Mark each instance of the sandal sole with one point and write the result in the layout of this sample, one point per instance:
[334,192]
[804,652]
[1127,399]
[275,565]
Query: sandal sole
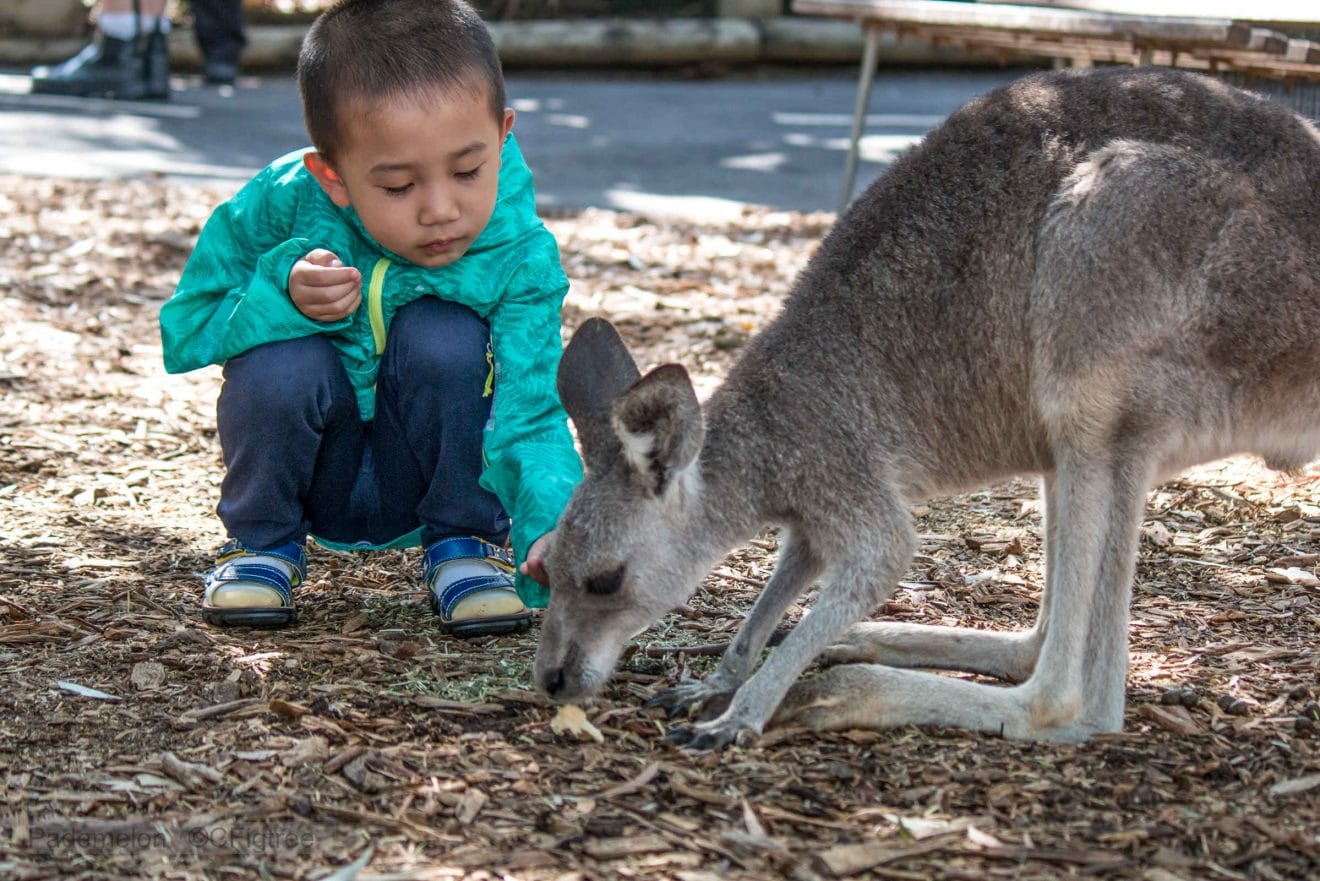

^^^^^^^^

→ **To be done**
Output every line of the records above verbatim, leaving out the pictures.

→ **Exercise result**
Mark each instance of the sandal sole with one point and write the result in the layout of this sample, one point per instance:
[334,192]
[804,652]
[1127,399]
[275,565]
Query: sandal sole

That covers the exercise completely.